BEGIN Given passage

Kidney Injury on the Rise in Women Hospitalized During Pregnancy

Kidney Injury on the Rise in Women Hospitalized During Pregnancy

Kidney damage among U.S. women hospitalized during pregnancy is on the rise, and those women are more likely to die while in the hospital, a new study finds.

Kidney injury during pregnancy increases the likelihood of complications and death in mothers and their babies.

For the new study, researchers analyzed data on more than 42 million hospitalizations during pregnancy that occurred in the United States from 2006 to 2015.

Overall, the rate of hospitalizations for acute kidney injury was 0.08%. But the rate rose from 0.04% in 2006 to 0.12% in 2015, the researchers found.

Older women were more likely than younger ones to develop acute kidney injury, and the rate was higher among black women than white women. Those with diabetes were at increased risk, with rates rising from 0.36% in 2006 to 1.10% in 2015, the findings showed.

In addition, acute kidney injury rates were higher in the South and Midwest than in the Northeast, and in urban teaching hospitals than in urban non-teaching hospitals or rural hospitals.

Women with pregnancy-related acute kidney injury were much more likely to die while hospitalized than others - 3.98% versus 0.01%, according to the study presented at an American Society of Nephrology meeting, in Washington, D.C. The meeting took place Nov. 5 to 10.

Research presented at meetings is typically considered preliminary until published in a peer-reviewed journal.
"The findings of our study may necessitate a change in nationwide policies regarding obstetric care of women and emphasize the need for kidney health monitoring for women hospitalized during pregnancy and during their outpatient prenatal visits," said study author Dr. Silvi Shah, an assistant professor of medicine at the University of Cincinnati.

END Given passage
BEGIN Source information

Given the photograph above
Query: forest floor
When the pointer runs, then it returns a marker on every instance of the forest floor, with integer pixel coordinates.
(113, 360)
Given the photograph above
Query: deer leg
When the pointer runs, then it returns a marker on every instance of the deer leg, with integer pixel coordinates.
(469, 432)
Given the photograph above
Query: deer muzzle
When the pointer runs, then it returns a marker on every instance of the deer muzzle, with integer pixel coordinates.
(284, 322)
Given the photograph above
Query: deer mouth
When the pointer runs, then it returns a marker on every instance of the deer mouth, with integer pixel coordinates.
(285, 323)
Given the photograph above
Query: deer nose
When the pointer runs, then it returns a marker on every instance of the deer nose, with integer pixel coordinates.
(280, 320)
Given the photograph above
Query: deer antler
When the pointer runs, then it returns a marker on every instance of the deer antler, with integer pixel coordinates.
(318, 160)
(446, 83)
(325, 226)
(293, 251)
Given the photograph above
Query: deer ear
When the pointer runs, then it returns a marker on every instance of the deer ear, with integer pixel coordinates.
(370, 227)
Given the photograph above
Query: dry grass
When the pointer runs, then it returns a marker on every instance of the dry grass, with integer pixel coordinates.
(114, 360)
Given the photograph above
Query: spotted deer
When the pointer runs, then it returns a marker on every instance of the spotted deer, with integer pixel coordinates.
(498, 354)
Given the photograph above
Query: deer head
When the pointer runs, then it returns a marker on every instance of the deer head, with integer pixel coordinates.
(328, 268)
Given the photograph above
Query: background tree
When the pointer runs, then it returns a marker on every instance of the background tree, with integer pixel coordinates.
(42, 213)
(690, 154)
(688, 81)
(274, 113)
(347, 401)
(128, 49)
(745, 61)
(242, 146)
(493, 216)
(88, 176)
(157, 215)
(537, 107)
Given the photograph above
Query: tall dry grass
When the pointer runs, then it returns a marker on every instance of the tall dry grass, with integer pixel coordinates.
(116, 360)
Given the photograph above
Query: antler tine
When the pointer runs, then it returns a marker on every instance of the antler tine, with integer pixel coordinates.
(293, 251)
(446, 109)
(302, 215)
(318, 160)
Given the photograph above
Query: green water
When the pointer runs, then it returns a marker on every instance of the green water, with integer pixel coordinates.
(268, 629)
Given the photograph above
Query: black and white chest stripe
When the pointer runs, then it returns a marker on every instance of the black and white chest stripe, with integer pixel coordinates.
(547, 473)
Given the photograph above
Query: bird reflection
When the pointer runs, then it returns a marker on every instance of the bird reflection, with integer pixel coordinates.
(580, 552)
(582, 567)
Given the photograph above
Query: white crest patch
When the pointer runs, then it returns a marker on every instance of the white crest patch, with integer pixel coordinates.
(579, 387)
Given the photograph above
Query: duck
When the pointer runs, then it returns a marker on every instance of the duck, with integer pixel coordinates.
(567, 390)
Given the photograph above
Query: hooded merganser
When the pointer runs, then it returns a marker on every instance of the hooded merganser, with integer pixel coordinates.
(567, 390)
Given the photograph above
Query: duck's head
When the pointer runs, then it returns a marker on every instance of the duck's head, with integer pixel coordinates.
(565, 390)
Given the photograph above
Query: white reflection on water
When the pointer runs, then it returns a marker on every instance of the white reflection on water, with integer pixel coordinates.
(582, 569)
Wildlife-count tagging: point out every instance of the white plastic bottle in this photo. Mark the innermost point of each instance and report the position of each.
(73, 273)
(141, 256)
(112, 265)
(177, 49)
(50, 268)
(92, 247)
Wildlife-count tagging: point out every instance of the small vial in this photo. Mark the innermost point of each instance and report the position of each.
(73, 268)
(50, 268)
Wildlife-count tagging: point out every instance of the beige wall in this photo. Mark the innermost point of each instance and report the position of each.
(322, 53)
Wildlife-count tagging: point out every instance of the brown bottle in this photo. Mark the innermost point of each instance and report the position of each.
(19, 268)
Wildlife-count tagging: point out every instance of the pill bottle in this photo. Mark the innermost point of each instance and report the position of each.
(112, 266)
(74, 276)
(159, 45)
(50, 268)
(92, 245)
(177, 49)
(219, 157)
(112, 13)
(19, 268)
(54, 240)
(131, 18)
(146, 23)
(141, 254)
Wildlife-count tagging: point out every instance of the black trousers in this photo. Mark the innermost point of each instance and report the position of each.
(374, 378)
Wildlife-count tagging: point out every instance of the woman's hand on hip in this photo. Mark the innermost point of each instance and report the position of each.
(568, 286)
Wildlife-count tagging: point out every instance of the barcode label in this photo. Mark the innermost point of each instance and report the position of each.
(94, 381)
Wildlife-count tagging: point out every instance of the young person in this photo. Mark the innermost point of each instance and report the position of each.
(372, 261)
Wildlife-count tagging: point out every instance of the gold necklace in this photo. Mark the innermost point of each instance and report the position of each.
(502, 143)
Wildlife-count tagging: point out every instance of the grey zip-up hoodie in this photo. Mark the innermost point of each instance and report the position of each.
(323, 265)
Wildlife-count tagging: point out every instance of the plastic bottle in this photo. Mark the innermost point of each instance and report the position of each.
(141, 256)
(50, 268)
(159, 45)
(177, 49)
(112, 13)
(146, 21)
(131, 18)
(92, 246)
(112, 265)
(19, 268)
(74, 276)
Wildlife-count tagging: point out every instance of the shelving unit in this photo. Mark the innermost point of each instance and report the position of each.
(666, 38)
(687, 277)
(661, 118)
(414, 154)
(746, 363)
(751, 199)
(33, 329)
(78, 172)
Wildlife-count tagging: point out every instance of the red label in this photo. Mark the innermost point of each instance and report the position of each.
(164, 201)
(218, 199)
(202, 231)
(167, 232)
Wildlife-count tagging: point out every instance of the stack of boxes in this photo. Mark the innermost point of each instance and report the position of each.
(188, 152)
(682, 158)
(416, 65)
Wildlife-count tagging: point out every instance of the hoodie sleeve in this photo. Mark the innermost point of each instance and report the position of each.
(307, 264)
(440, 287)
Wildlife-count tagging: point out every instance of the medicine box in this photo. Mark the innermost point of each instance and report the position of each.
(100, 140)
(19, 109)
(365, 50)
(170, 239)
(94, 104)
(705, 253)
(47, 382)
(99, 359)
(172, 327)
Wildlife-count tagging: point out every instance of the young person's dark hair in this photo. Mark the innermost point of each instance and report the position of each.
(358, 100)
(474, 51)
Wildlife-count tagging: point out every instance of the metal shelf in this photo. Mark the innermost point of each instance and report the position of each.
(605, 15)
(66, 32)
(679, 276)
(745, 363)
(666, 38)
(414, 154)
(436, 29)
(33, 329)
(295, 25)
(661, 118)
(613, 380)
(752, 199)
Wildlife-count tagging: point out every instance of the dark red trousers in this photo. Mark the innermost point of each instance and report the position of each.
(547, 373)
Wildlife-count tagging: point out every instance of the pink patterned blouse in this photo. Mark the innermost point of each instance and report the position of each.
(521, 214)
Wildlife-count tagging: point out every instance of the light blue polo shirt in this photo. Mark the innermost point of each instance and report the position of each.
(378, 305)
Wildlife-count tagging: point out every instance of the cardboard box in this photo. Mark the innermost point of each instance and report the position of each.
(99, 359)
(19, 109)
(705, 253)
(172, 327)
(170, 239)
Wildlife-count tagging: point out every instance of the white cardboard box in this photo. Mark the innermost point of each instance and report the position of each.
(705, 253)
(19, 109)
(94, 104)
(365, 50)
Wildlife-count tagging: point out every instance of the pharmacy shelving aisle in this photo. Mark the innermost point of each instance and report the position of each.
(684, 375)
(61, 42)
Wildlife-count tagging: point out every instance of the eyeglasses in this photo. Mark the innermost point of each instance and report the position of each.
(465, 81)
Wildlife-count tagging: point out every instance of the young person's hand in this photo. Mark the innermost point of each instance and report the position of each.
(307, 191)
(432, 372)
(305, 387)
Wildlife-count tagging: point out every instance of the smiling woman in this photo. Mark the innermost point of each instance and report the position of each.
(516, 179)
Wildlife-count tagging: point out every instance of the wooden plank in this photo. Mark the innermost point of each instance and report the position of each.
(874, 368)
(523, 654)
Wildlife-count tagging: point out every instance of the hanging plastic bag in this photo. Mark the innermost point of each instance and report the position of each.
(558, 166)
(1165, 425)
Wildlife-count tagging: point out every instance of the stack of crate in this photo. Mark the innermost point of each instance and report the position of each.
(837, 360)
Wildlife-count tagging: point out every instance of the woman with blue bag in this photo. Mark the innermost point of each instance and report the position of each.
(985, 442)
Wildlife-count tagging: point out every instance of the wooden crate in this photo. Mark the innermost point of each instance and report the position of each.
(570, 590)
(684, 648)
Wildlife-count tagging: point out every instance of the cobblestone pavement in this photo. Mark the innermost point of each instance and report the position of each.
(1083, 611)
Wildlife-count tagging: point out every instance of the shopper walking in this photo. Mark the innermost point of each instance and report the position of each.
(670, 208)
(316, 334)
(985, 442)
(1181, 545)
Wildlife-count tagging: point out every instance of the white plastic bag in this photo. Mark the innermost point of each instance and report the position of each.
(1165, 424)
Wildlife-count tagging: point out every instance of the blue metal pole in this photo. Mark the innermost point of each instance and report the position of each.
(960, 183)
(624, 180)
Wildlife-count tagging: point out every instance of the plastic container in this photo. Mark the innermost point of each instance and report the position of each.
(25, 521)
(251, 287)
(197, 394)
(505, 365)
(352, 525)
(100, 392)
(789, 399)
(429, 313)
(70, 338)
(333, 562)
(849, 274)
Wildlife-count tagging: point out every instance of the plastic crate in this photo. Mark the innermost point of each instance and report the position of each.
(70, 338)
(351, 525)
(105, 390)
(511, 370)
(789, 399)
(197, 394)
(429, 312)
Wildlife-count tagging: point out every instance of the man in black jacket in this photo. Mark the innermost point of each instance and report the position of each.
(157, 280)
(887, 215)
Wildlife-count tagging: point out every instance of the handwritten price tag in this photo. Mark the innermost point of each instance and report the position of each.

END Source information

• **Task goal**: Render this sentence from the article on kidney injury during pregnancy in Spanish: "Kidney injury during pregnancy increases the likelihood of complications and death in mothers and their babies."

• **Exercise result**: La lesión renal durante el embarazo aumenta la probabilidad de complicaciones y de muerte en las madres y sus bebés.